■ Gösterilen yazı ■
KISITLAMA KARARI VE AVUKATIN HAKLARI <
KISITLAMA KARARI VE AVUKATIN HAKLARI
0 Yorum
13004
26-04-2023

Hakkında CMK md. 153/2 gereği kısıtlama kararı alınan bir soruşturma dosyasında, avukatın hangi belgelere ulaşabileceği ve örnek alabileceği konusunda, maalesef uygulamada kötü niyetli girişimler bulunmaktadır.

Bir avukatın, bu durumda yapması gereken nedir? Hakkında kısıtlama kararı bulunan bir soruşturma dosyasında, avukata tanınan hukuki haklar nelerdir? Avukata tanınan bu hukuki haklara bir kısıtlama getirilebilir mi?

Öncelikle hemen belirtelim ki, ister kollukta (emniyet) isterse de savcılıkta, eğer bir soruşturma dosyası hakkında kısıtlama kararı alınmış ise müdafinin mutlaka bu kısıtlama kararını görmesi gerekmektedir. Her kim tarafından beyan edilmiş olursa olsun, şifahi olarak kısıtlama kararının mevcut olduğu yönündeki beyana itibar edilmesi mümkün değildir. Zira müdafinin, temsil ettiği müvekkiline bu konuda bilgi vermesi ve görevi gereği evrakı görmesi zorunludur. Kısıtlama kararı gösterildiğinde, kısıtlama kararı hakkında karar veren mahkeme, dosya numarası ve hakkında kısıtlama kararı verilen dosyanın numarası özellikle incelenmeli, gerekirse not edilmeli ve adliyeden teyit edilmelidir.

Eğer kısıtlama kararı olduğu konusunda bir şüphe yok ise o zaman, kısıtlama kararının varlığında dahi avukata hukuken tanınan bazı yetkileri sonuna kadar kullanılması zorunludur. Bu durum CMK md. 153/3’te düzenleme alanı bulmuştur.

“Yakalanan kişinin veya şüphelinin ifadesini içeren tutanak ile bilirkişi raporları ve adı geçenlerin hazır bulunmaya yetkili oldukları diğer adli işlemlere ilişkin tutanaklar hakkında, ikinci fıkra hükmü uygulanmaz.”

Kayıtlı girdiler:

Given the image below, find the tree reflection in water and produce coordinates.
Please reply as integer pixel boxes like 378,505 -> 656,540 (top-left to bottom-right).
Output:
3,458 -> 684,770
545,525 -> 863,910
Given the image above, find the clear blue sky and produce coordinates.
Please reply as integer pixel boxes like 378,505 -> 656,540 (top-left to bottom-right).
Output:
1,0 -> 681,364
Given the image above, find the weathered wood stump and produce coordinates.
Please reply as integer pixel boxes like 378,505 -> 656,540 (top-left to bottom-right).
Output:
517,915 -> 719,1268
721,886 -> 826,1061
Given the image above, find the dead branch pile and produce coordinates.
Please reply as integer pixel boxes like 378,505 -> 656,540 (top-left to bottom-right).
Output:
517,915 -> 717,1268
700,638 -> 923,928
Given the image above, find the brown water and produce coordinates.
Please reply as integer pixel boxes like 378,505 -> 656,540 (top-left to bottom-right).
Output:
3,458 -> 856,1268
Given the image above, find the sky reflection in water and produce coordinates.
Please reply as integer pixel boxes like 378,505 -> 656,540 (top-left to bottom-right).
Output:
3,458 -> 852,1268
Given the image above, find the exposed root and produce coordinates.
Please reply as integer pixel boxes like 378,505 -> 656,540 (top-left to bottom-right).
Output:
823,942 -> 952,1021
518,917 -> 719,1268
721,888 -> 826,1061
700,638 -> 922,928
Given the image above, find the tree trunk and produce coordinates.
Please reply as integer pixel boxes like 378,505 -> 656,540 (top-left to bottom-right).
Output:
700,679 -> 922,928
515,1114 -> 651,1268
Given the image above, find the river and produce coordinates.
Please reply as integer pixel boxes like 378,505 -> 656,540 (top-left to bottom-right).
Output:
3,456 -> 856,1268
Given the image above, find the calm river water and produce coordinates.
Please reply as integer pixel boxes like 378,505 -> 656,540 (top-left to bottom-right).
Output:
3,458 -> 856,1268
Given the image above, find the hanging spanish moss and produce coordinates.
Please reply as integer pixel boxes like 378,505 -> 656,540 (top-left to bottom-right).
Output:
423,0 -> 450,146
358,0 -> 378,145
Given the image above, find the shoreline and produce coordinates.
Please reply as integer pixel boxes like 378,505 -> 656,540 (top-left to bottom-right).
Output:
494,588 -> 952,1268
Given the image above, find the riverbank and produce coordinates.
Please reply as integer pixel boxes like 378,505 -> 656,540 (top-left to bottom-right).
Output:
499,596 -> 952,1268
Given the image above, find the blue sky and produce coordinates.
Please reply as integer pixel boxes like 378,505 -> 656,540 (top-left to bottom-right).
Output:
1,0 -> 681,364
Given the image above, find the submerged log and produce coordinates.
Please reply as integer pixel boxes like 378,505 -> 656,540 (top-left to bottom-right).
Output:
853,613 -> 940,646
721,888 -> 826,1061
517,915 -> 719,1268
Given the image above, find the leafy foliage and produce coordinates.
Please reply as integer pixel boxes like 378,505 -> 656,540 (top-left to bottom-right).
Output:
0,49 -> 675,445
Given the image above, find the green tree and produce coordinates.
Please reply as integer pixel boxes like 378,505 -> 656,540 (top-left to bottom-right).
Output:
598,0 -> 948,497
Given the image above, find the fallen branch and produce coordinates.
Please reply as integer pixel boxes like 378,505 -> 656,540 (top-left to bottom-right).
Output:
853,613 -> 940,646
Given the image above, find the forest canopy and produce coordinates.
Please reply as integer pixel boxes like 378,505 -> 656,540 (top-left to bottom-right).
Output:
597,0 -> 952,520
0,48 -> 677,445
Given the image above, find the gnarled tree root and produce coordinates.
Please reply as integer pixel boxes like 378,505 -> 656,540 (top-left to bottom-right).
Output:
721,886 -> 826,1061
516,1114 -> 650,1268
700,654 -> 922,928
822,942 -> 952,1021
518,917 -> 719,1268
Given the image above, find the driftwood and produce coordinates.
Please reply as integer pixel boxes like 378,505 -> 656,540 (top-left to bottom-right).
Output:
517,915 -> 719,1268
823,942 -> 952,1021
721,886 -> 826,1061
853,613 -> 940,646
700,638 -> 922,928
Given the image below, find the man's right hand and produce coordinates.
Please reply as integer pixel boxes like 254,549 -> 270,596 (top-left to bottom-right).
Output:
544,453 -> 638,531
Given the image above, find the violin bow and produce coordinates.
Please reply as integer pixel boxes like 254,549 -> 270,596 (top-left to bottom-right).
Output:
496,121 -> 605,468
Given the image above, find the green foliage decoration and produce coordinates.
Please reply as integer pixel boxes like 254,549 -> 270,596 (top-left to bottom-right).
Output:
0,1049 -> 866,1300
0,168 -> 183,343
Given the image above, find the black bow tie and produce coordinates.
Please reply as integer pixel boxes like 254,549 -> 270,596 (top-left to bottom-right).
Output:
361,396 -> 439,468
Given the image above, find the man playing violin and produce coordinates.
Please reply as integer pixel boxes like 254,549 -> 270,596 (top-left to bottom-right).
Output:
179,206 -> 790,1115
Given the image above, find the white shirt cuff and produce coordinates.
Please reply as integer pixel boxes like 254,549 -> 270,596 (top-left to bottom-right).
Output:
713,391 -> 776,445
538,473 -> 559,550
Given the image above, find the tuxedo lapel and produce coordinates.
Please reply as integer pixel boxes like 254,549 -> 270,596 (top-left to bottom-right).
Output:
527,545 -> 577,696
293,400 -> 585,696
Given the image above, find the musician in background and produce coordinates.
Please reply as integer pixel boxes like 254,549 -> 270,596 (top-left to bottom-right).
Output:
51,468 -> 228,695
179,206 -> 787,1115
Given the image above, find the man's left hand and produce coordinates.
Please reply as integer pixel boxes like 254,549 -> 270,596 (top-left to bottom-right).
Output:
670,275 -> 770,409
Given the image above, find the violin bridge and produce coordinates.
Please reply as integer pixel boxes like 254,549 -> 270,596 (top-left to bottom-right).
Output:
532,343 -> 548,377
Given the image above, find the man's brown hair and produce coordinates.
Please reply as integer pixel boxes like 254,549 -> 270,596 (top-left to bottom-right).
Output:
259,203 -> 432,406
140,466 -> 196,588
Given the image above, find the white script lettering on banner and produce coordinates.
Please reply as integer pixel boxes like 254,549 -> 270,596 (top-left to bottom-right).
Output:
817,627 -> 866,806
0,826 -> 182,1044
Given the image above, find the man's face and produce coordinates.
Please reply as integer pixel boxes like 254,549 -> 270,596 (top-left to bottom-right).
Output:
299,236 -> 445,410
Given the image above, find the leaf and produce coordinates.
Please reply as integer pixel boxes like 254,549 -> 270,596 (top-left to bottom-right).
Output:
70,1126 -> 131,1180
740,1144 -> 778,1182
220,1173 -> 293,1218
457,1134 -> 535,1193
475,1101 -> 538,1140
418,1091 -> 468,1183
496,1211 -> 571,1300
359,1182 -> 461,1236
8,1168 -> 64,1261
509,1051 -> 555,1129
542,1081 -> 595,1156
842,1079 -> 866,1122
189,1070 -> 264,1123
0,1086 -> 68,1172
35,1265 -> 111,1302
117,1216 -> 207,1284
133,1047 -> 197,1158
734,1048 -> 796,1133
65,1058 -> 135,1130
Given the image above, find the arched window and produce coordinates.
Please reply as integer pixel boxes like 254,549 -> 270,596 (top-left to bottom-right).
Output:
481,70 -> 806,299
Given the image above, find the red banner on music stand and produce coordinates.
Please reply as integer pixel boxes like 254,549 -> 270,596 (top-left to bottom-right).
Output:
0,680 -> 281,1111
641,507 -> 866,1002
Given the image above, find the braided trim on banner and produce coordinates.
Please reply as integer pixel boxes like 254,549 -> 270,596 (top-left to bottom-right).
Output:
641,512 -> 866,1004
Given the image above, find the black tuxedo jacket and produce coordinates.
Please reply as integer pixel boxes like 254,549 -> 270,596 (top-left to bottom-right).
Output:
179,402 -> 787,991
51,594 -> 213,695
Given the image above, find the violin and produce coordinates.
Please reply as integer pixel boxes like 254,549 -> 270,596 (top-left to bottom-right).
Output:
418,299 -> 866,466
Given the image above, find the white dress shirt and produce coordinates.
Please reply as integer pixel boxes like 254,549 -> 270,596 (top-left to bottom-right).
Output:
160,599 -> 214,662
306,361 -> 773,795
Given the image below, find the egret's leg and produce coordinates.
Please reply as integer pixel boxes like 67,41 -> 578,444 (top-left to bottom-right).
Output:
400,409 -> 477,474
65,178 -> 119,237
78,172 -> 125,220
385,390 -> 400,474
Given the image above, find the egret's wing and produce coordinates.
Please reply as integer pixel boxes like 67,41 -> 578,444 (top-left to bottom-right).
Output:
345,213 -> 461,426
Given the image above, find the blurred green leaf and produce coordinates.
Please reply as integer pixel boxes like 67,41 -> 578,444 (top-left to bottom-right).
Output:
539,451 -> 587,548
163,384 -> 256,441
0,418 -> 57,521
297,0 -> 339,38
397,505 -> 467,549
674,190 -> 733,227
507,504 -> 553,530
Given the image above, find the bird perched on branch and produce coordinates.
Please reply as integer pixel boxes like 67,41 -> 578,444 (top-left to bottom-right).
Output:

■ Yapılacak iş ■
Kısıtlama kararı ve avukatın hakları konulu yazıyı, gösterilen son cümleden sonra sürdürür müsünüz? Bu girdilerin yazıyla hiçbir ilgisi yoktur.

■ Alıştırmanın cevabı ■
Görüldüğü üzere, madde metni hiçbir şüpheye veya tevile yer vermeyecek kadar açıktır. Yakalanan kişinin veya şüphelinin müdafi, müvekkilinin ifadesini içeren tutanağa, bilirkişi raporlarına ve müvekkilinin hazır bulunmaya yetkili olduğu diğer adli işlemlere ilişkin tutanaklara (yer göstermek, teşhis, keşif gibi) ulaşabilmesi kısıtlanamaz. Başka bir ifade ile, dosya hakkında kısıtlama kararı verilmiş olsa da, belirtilen evraklara müdafi tarafından ulaşılmasına, vekaletname sunmak koşuluyla harç alınmadan örnek alınmasına engel olunamaz. Hiçbir kısıtlama kararı, müdafinin bu evraklara ulaşmasını engelleyici bir şekilde alınamaz ve bu şekilde yorumlanamaz.

Burada dikkat edilmesi gereken bir konu vardır ki, o da Yargıtay’ın bazı kararlarından kaynaklanmaktadır. Yargıtay vermiş olduğu bazı kararlarda; kısıtlama kararı bulunan dosyadaki şüpheliye ait olan ve yukarıda istisna olarak belirtilen evraklara ulaşabilmesini DEĞİL, harçsız örnek alabilmesini “vekalet bulunma” şartına bağlanmıştır (Örnek; Y 10 CD, E:13/9333, K:13/7369; Y 10 CD, E:11/9206, K:11/57200).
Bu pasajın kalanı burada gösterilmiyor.